* [Problem requirements]:
Starting at the line that contains "of the thumb" and continuing through the end of the material, reproduce those lines with "tab-separated" changed to "space-separated" and everything else unchanged.

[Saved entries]

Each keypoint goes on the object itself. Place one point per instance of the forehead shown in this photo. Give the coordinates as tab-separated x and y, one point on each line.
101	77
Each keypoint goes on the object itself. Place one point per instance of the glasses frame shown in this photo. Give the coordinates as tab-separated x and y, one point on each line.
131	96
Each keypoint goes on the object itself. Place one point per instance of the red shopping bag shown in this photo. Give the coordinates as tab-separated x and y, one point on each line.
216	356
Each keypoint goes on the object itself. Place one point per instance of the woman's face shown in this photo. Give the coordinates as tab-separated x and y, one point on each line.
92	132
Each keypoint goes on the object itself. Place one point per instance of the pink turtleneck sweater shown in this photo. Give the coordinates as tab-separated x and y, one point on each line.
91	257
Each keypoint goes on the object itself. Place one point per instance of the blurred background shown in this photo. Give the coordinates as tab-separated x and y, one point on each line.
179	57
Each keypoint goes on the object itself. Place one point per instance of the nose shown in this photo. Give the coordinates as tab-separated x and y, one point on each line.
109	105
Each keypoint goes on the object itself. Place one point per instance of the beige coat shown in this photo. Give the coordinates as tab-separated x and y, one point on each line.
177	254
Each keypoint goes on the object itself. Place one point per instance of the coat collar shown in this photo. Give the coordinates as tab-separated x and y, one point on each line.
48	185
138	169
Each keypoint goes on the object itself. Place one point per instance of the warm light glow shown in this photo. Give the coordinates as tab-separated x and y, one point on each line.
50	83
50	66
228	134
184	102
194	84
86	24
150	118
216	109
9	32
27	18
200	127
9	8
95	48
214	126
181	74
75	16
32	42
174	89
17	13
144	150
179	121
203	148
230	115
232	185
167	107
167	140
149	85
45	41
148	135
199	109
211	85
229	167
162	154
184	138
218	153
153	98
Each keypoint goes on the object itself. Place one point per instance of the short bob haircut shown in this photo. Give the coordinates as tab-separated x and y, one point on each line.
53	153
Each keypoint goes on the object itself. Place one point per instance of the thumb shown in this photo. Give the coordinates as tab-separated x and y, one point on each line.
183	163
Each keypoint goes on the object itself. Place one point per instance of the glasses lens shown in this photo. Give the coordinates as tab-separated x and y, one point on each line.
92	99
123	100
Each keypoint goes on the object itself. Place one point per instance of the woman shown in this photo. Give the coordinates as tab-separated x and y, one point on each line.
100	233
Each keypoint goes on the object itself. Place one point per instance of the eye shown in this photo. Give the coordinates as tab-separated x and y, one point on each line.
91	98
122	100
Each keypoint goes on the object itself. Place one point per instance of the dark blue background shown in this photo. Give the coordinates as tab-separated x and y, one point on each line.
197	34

* [Task response]:
Each keypoint goes on the object itself. Place one point per instance of the thumb shown in this photo. Give the coordinates as space-separated x and y, one point on each line.
183	163
Each keypoint goes on the object itself. Place one point per instance of the glasses lens shown in this photo. Give the coordinates as space-separated x and y, one point on each line.
92	99
123	100
Each keypoint goes on the object itself. Place one point per instance of the woman shown in this photo. Give the coordinates as space-separated x and y, one point on each line.
100	233
Each keypoint goes on the object itself. Place one point per instance of the eye shown in this photo. Give the coordinates as space-separated x and y, one point on each line.
91	98
122	100
Each keypoint goes on the object itself. Place one point per instance of the dark blue background shown in this photo. Give the coordinates as space-separated x and y, one point on each line.
197	34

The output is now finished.